# Excerpt
"""
First came the vacation and then the next term and then vacation again and then again another term and then again the vacation. It was like a train going in and out of tunnels and that was like the noise of the boys eating in the refectory when you opened and closed the flaps of your ears.
A Portrait of the Artist as a Young Man, by James Joyce
Without Joyce telling you, you know the speaker is a child. The diction conveys this, and so do the syntax and figurative language. Joyce’s sentence plunges you into the mind of a child.
Stephen as a young boy experiences time through a punctuated rhythm. His life is organized by whether he’s in school or on vacation. It’s a marked and profound pattern for a child.
To write like this is to slip out of your adult being and become, again, a child. It’s a delight for the reader because what you’ve accomplished is defamiliarizing the familiar. Defamiliarization, first coined in 1917 by the Russian formalist Viktor Shklovsky in his essay, “Art as Technique,” describes the artist’s project of presenting the ordinary in a different way so the reader/audience sees the world anew.
"""
# Listing
"""
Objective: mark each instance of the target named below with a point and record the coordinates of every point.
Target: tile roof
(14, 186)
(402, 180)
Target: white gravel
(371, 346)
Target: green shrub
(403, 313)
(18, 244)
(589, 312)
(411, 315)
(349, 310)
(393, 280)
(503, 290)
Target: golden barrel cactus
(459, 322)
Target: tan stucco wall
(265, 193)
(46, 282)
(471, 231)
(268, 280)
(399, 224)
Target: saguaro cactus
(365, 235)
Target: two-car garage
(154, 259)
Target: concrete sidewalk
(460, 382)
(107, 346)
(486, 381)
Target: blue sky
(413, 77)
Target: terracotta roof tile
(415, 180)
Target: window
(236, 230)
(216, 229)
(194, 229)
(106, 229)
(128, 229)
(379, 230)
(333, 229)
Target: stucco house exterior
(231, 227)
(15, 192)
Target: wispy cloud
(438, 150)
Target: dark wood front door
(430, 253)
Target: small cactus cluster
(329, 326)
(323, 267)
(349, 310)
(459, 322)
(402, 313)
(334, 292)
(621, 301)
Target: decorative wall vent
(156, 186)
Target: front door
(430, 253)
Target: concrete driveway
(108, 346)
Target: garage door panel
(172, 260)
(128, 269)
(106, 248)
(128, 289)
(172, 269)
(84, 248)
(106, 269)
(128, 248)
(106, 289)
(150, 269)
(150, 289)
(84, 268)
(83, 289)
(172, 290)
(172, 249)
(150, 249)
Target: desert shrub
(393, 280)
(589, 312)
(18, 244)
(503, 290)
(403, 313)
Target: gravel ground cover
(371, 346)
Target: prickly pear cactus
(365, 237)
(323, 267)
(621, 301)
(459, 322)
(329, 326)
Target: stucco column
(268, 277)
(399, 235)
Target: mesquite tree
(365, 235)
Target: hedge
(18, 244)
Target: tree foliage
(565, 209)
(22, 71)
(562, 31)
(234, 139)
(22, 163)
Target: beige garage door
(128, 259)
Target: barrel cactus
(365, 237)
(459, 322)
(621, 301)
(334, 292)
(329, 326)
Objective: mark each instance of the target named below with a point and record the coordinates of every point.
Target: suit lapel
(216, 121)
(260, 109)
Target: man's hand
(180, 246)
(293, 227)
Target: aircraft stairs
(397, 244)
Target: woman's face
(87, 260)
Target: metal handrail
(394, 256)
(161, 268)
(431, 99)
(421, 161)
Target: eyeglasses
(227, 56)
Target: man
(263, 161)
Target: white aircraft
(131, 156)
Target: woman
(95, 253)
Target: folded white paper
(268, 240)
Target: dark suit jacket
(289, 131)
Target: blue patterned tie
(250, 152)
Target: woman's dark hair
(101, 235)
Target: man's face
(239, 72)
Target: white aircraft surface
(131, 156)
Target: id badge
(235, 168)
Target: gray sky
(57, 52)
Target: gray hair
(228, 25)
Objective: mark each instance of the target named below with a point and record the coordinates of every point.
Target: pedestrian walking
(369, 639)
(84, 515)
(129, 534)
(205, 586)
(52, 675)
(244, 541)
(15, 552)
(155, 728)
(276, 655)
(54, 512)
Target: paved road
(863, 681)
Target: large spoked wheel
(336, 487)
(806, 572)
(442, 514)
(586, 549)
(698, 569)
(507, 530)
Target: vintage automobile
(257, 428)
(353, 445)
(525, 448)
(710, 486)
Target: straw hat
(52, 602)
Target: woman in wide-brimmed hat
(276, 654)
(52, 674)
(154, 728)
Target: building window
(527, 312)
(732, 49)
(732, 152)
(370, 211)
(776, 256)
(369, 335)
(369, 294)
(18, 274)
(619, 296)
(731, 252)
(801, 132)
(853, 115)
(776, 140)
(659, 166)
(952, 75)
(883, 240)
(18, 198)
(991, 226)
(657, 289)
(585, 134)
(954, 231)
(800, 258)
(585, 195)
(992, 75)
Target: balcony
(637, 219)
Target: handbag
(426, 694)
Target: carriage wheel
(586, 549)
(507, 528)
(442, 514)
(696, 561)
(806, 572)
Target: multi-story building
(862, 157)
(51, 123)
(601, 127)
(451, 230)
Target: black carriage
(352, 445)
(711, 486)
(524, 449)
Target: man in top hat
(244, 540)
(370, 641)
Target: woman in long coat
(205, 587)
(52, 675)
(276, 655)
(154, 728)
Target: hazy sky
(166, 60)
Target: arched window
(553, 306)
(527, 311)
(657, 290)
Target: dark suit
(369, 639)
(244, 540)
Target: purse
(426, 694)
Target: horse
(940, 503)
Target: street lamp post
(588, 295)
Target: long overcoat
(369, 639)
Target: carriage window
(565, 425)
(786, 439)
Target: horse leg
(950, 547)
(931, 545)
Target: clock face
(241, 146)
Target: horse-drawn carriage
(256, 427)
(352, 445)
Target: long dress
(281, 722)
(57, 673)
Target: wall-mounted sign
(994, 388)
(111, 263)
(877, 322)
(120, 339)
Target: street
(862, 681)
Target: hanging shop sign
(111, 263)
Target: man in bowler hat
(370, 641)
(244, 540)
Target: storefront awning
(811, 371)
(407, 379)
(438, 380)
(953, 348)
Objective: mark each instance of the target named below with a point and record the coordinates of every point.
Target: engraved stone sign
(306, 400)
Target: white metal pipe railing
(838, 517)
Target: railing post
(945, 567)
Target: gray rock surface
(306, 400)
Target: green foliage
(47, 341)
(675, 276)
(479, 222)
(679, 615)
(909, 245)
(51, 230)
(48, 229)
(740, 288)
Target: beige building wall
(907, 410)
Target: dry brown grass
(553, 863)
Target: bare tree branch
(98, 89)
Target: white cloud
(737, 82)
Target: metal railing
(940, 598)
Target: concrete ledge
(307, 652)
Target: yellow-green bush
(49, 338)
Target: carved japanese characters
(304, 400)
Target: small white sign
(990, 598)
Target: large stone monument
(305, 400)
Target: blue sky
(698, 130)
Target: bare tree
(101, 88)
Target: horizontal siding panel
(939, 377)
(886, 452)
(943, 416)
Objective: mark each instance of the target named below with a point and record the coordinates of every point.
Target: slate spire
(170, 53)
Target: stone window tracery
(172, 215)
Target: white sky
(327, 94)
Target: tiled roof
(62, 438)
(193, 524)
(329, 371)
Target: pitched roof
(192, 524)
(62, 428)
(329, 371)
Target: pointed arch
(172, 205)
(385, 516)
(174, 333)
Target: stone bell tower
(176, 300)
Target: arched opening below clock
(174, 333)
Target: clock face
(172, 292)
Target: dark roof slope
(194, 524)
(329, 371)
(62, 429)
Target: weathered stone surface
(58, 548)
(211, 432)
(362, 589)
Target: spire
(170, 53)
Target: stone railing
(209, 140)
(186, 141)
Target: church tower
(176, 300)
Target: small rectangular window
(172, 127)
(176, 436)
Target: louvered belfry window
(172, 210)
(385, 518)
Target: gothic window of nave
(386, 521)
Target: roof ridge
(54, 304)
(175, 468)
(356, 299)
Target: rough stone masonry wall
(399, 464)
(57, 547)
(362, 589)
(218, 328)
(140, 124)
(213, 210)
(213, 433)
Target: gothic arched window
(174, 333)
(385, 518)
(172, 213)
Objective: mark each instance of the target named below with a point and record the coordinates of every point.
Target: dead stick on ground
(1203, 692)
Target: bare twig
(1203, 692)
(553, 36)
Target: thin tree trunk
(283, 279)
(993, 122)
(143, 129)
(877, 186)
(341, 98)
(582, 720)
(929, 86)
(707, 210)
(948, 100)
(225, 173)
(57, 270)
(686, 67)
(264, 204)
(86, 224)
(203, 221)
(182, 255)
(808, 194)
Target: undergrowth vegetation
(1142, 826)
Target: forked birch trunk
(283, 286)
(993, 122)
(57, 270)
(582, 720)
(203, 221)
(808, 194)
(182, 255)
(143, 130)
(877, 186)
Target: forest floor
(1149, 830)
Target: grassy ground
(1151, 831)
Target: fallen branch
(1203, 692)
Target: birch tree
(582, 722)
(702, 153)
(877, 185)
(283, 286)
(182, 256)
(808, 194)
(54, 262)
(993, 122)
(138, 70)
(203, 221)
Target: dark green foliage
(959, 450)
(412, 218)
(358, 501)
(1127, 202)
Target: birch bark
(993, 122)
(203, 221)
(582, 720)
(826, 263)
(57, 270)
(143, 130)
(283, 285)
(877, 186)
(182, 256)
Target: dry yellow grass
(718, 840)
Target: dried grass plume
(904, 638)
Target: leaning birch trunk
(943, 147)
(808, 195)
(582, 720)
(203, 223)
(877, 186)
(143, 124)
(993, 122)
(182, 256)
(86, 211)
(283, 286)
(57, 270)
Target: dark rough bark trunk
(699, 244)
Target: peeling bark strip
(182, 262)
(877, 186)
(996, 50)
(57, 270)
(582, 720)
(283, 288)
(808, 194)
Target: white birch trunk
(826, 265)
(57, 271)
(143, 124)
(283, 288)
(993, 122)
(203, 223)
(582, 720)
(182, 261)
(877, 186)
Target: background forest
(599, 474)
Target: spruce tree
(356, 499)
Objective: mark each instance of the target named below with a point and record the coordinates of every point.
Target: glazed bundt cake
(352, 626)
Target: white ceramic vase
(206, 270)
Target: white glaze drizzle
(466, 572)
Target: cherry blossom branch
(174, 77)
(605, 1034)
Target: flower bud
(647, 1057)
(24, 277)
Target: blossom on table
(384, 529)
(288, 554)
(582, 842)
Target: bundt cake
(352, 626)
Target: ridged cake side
"""
# Stated exercise A
Extract from the Joyce piece, word for word, the stretch that begins at the words containing "Stephen as a" and stops after "the world anew.".
# Stated exercise B
Answer these questions from the Joyce piece:
(i) What is the train going in and out of tunnels compared to?
(ii) What organizes Stephen's life as a young boy?
(iii) Who first coined the term defamiliarization, and in what year?
Please leave the rows aside; they play no part in this.

# Written solution A
Stephen as a young boy experiences time through a punctuated rhythm. His life is organized by whether he’s in school or on vacation. It’s a marked and profound pattern for a child.
To write like this is to slip out of your adult being and become, again, a child. It’s a delight for the reader because what you’ve accomplished is defamiliarizing the familiar. Defamiliarization, first coined in 1917 by the Russian formalist Viktor Shklovsky in his essay, “Art as Technique,” describes the artist’s project of presenting the ordinary in a different way so the reader/audience sees the world anew.

# Written solution B
(i) The noise of the boys eating in the refectory when you opened and closed the flaps of your ears.
(ii) Whether he's in school or on vacation.
(iii) The Russian formalist Viktor Shklovsky, in 1917.